● **Tugas Latihan 1**
Ringkas paragraf dalam teks tentang rebranding koperasi yang diawali "Sekali lagi penulis tekankan" menjadi daftar poin singkat tanpa menghilangkan fakta utamanya.
● **Tugas Latihan 2**
Hitung jumlah baris dalam catatan yang memuat kata "maroon", dengan membedakan huruf besar dan kecil. Tuliskan angkanya saja.

● **Teks Bacaan**
/---
Sekali lagi penulis tekankan, jika rebranding koperasi yang penulis maksud dalam tulisan saya ini adalah bukan sekadar mengubah nama, logo atau jasa-jasa yang ditawarkan oleh koperasi, tapi ada yang lebih penting daripada itu semua yaitu menumbuhkan kecintaan generasi muda pada koperasi, karena bisa dibilang koperasi adalah bagian dari sejarah dan budaya yang ada pada Negara kita tercinta, selain sebagai bentuk gerakan ekonomi kerakyatan dan bahkan Bung Hatta sebagai bapak koperasi Indonesia pernah mengatakan jika koperasi sebagai soko guru ekonomi Indonesia. Oleh sebab itu, menjadi cara tersendiri bagi kita semua selaku bangsa Indonesia harus mencintai koperasi, perlu mengabarkan pada generasi selanjutnya mengenai koperasi, selalu kita jaga eksistensi koperasi, selalu kita kembangkan koperasi Indonesia agar benar-benar menjadi manfaat bagi diri kita dan Negara ini.

Butuh keseriusan dari semua elemen yang ada di Negara ini, pemerintah, keluarga, pendidikan dan media yang bertebaran, memegang kunci dalam pengenalan tentang koperasi kepada generasi muda, generasi selanjutnya yang suatu saat nanti mereka-mereka ini akan menjadi pemimpin bagi negeri ini, mereka akan mewarisi setiap semangat yang kita tularkan pada mereka, maka kita tularkan juga semangat koperasi kepada mereka, kita dekatkan selalu mereka dengan koperasi, buat mereka jatuh cinta pada koperasi, kalau bukan kita, jika bukan mulai dari diri kita sendiri lalu harus siapa lagi. Maka, sesuai dengan judul yang penulis tuliskan tentang rebranding koperasi di era milenial “Cuma sekadar mimpi” tidak akan terjadi, karena semuanya akan jadi sekadar mimpi jika kita hanya beranggapan bahwa rebranding itu mengubah logo atau membuat koperasi jadi lebih modern, bukan itu!, yang lebih penting adalah penanaman nilai koperasi, menumbuhkan kecintaan terhadap koperasi. Oh iya, penulis juga sengaja tidak menggunakan alat analisis yang terkenal, atau yang sudah ngetrend, semisal analisis SWOT atau TOWS maupun alat analisis terkenal lainnya, penulis lebih mengedepankan analisis terhadap hal-hal yang terjadi disekitar kita agar pembaca juga bisa ikut merasakan dan berpikir sendiri tentang tulisan-tulisan yang penulis sampaikan.
\---
Entri pelabelan lokasi gambar
/---
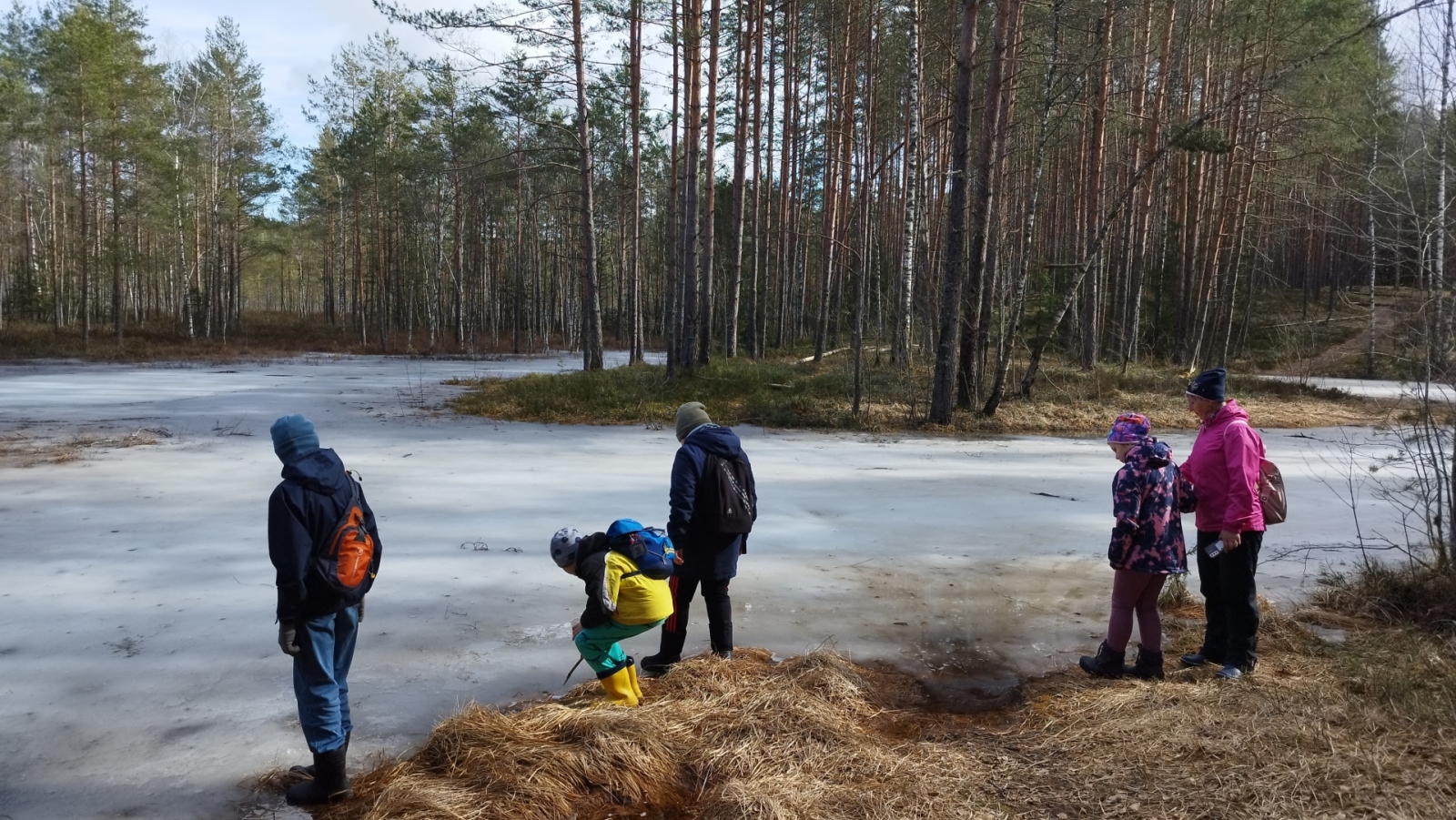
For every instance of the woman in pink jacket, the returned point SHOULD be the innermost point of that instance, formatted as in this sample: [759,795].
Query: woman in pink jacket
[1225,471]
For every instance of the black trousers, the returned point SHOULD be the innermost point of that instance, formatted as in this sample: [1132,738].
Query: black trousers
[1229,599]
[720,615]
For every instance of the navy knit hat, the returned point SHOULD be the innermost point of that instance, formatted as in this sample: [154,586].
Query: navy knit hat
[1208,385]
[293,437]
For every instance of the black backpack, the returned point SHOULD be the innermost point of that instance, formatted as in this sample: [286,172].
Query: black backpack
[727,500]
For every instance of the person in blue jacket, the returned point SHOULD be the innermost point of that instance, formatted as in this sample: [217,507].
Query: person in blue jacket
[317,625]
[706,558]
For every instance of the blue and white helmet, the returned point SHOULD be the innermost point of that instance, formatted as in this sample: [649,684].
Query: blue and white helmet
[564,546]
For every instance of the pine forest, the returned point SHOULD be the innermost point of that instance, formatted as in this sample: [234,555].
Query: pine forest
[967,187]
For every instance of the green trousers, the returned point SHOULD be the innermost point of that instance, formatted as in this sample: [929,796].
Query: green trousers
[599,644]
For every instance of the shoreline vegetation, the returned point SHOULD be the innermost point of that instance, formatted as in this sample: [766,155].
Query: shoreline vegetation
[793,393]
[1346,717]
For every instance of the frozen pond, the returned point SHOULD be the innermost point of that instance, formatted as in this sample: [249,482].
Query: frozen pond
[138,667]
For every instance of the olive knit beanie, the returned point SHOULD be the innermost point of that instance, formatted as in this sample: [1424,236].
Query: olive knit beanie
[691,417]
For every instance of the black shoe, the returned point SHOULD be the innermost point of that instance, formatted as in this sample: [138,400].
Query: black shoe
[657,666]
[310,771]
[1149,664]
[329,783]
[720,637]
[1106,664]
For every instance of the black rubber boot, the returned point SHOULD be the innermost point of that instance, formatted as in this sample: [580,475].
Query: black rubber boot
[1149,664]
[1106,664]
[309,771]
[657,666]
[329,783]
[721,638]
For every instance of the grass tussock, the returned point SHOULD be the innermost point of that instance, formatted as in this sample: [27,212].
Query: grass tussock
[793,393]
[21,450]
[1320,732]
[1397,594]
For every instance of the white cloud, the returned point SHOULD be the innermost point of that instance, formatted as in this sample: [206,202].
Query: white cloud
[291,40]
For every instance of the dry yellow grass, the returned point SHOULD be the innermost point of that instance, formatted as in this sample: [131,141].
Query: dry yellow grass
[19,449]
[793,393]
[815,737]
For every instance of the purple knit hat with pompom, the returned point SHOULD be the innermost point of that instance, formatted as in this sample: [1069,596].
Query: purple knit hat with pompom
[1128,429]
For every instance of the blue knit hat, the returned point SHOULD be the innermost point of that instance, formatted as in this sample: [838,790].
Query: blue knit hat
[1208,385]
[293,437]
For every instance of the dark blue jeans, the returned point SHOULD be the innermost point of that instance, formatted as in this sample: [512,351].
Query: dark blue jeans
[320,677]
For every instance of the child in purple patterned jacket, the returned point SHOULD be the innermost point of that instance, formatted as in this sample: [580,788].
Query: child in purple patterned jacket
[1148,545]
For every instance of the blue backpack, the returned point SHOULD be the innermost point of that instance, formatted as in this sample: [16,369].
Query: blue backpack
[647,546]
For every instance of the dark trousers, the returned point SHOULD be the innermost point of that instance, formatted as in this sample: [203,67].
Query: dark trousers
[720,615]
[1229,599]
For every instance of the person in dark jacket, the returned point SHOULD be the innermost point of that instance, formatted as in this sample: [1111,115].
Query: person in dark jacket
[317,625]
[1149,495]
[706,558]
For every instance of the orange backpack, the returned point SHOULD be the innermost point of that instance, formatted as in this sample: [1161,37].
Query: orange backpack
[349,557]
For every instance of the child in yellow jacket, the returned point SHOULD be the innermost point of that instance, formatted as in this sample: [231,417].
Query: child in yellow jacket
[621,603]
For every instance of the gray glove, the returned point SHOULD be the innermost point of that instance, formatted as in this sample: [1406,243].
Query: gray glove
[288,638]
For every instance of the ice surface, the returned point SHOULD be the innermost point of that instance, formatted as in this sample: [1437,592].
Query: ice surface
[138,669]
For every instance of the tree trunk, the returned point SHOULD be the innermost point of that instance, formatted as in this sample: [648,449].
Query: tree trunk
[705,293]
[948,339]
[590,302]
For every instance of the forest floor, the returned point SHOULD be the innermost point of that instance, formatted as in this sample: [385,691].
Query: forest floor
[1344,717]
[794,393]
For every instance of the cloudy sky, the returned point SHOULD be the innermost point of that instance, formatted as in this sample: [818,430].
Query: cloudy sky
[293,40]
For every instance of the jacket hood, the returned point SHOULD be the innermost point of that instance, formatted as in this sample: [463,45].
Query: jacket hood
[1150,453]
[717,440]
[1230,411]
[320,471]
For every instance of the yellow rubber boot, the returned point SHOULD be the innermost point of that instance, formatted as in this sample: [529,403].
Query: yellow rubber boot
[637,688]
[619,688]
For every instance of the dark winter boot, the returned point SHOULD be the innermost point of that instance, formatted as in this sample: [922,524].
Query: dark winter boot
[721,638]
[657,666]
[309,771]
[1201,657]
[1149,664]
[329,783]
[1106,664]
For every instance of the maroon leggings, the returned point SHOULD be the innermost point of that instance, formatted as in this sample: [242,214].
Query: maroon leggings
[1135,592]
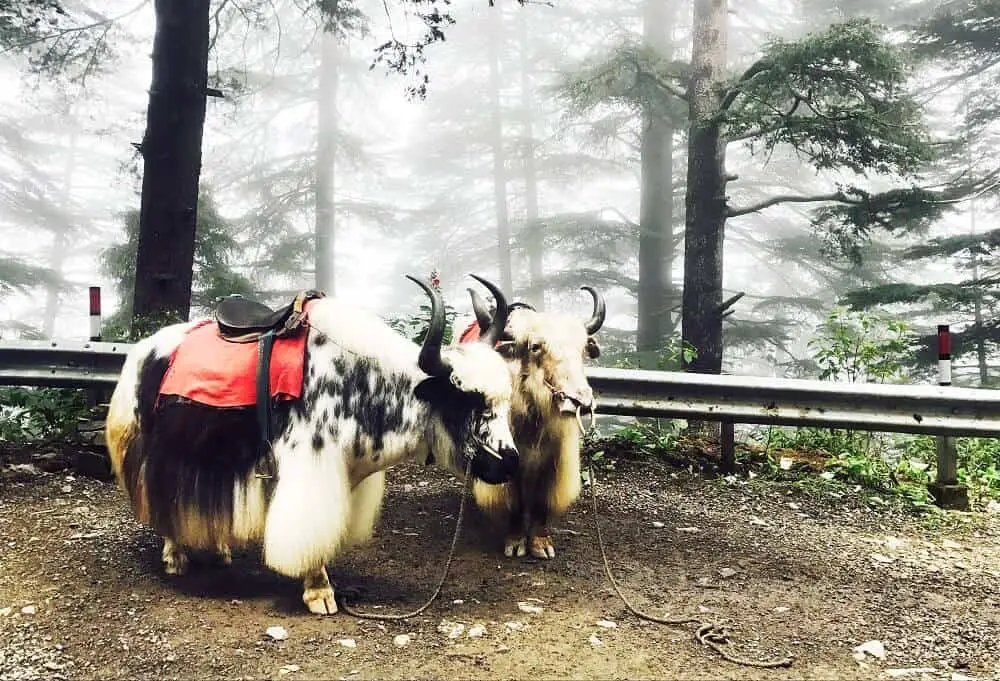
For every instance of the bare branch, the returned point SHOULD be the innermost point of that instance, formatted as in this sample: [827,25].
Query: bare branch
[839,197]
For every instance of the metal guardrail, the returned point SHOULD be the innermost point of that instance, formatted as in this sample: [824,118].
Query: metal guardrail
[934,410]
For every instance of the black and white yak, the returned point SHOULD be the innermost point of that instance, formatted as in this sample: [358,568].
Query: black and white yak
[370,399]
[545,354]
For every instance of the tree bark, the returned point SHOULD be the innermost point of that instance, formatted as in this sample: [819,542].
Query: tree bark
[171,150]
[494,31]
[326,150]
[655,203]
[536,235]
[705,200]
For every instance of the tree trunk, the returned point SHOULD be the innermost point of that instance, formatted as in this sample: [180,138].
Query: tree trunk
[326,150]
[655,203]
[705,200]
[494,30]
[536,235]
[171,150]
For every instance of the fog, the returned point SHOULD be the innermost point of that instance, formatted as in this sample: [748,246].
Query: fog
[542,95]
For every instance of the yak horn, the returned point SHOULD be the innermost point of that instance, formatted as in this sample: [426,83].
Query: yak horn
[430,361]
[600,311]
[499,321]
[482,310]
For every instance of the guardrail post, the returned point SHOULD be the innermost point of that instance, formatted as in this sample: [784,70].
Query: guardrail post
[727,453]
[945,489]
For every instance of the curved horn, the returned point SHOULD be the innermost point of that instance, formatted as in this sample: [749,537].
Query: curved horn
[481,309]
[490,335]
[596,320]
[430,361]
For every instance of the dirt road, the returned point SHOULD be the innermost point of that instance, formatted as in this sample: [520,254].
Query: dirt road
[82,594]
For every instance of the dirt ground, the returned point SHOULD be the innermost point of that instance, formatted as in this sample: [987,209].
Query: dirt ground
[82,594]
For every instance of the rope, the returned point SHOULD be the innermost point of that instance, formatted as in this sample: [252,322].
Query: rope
\---
● **Hasil 1**
- Rebranding koperasi yang dimaksud penulis bukan sekadar mengubah nama, logo, atau jasa yang ditawarkan koperasi.
- Yang lebih penting adalah menumbuhkan kecintaan generasi muda pada koperasi.
- Koperasi merupakan bagian dari sejarah dan budaya Indonesia sekaligus bentuk gerakan ekonomi kerakyatan.
- Bung Hatta, bapak koperasi Indonesia, pernah menyebut koperasi sebagai soko guru ekonomi Indonesia.
- Karena itu, bangsa Indonesia harus mencintai koperasi, mengabarkannya kepada generasi selanjutnya, menjaga eksistensinya, dan mengembangkannya agar bermanfaat bagi diri kita dan negara.

● **Hasil 2**
2